Data records:
********************
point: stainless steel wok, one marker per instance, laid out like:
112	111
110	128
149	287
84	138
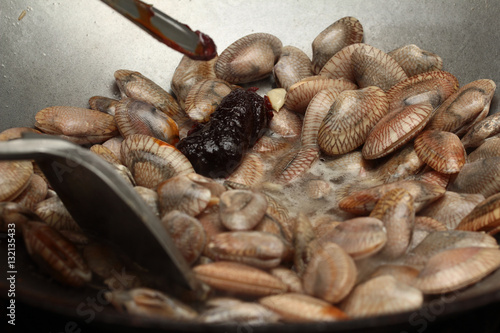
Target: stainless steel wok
64	52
********************
* [Work to be completed]
With the images left out, set down each record exactly as it appears.

* [Answer box]
point: stainless steel wok, one marker per instance, laid out like:
112	111
110	128
149	287
84	138
Target: stainless steel wok
64	52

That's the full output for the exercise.